>> Begin INPUT FOR THIS TASK

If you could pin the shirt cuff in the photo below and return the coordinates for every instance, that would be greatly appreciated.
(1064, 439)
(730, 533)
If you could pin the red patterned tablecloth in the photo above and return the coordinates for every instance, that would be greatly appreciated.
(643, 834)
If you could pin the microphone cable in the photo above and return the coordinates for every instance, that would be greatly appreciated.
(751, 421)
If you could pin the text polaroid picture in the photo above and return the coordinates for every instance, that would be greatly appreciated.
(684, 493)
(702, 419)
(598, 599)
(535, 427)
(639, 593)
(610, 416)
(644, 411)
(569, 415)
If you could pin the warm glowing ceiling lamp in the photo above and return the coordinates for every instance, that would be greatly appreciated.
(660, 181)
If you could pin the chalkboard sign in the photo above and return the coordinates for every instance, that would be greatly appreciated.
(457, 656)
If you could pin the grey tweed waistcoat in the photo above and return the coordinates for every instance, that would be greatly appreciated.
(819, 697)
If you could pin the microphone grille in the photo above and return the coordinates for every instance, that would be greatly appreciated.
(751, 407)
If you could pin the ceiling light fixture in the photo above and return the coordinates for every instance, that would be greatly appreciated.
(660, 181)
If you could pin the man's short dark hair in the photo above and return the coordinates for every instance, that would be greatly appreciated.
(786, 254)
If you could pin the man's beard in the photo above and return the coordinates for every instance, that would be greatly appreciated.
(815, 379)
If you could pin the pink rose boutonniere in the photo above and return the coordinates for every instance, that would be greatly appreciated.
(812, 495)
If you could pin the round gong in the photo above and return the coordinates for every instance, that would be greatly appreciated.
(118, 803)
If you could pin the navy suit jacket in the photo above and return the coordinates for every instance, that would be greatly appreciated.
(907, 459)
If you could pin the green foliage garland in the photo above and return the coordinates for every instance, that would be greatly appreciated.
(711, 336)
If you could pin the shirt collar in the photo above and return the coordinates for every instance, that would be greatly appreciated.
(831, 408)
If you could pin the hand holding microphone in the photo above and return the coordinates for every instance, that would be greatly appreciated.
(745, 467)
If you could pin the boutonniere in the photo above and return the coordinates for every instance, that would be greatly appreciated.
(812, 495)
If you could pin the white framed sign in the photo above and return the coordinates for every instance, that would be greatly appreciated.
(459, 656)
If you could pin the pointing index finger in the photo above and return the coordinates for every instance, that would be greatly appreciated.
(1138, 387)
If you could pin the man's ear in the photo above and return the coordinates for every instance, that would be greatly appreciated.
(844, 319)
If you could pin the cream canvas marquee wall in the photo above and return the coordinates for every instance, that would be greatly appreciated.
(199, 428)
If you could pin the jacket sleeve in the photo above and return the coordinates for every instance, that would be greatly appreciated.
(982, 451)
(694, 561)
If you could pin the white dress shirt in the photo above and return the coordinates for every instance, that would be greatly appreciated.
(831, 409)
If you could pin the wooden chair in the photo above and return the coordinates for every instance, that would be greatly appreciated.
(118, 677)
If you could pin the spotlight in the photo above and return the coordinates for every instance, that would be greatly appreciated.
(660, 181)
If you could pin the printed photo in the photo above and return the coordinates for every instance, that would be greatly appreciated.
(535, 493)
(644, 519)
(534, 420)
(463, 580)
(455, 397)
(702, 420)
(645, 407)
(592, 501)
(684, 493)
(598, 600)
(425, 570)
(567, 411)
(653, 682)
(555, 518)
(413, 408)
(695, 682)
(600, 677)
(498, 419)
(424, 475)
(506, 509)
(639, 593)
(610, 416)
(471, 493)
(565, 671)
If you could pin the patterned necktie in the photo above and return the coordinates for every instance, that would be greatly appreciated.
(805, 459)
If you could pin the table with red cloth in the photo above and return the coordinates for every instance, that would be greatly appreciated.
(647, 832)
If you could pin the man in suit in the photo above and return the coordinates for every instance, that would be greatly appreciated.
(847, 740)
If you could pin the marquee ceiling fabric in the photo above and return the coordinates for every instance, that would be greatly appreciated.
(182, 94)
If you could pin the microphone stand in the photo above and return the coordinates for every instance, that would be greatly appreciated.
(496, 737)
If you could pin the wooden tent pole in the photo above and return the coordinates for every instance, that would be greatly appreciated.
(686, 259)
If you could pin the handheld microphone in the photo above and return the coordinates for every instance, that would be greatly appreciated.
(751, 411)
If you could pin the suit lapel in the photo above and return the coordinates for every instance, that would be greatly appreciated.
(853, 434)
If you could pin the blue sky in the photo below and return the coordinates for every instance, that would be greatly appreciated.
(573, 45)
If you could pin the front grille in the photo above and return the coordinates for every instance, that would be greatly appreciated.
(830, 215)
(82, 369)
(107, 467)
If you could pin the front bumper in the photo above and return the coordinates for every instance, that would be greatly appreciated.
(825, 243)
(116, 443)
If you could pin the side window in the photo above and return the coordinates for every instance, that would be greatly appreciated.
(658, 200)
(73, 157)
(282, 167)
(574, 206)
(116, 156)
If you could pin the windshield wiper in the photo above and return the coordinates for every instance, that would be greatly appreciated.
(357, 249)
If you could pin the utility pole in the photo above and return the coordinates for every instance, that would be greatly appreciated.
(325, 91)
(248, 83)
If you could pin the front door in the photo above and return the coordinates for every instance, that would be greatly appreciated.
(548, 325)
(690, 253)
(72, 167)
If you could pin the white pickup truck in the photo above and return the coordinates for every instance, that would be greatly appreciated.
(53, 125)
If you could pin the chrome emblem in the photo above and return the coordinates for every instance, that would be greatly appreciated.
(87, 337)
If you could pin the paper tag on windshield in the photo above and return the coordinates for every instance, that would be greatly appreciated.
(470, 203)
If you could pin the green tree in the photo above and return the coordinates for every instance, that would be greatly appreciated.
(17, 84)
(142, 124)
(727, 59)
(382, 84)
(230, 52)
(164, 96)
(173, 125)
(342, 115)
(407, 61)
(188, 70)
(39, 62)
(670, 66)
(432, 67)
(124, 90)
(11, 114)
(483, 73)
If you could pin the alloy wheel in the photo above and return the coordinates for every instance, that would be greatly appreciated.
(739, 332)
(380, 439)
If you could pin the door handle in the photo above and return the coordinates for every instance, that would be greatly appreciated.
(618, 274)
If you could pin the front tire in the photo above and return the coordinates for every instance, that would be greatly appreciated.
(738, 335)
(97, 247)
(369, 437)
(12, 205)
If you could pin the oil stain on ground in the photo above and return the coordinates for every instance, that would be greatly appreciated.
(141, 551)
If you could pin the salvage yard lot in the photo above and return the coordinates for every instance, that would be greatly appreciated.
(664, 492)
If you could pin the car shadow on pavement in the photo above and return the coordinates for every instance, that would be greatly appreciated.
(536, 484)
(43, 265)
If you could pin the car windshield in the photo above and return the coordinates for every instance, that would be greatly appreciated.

>> End INPUT FOR THIS TASK

• [YOUR GOAL]: Copy out the items from the line with "If you could pin the white pickup" through the last item, switching "chrome emblem" to "chrome badge" and changing nothing else. Output only those lines.

• [RESPONSE]:
If you could pin the white pickup truck in the photo above and return the coordinates for every instance, that would be greatly appreciated.
(53, 125)
If you could pin the chrome badge in the photo above and return the coordinates for every instance, that would be greatly appreciated.
(87, 337)
If you could pin the paper tag on windshield in the photo above and return the coordinates for every instance, that would be greatly appreciated.
(470, 203)
If you could pin the green tree in the photo above and return the coordinates for every instance, that would be greatly appreciated.
(17, 84)
(142, 124)
(727, 59)
(382, 84)
(230, 52)
(164, 96)
(173, 125)
(342, 115)
(407, 61)
(188, 70)
(39, 62)
(670, 66)
(432, 67)
(124, 90)
(11, 114)
(483, 73)
If you could pin the alloy wheel in the photo above and return the coordinates for every instance, that would be greatly appreciated.
(739, 332)
(380, 439)
If you could pin the door handle in the photo above and return the coordinates for every instance, that would be greatly appreciated.
(618, 274)
If you could pin the front tire in the photo above and return the coordinates for every instance, that would be greatly appreciated.
(738, 335)
(97, 247)
(369, 437)
(12, 205)
If you could pin the oil stain on ground in the photo above and return the coordinates for every instance, that would be greatly appreciated.
(141, 551)
If you could pin the salvage yard lot in the photo above and return the coordinates for every instance, that would be greatly appreciated.
(664, 492)
If you could pin the car shadow on pavement in the photo above and return the coordinates for every instance, that would be greatly appreciated.
(536, 484)
(43, 265)
If you could pin the car windshield in the photo above and return the coordinates for every instance, that would be greatly appreciated.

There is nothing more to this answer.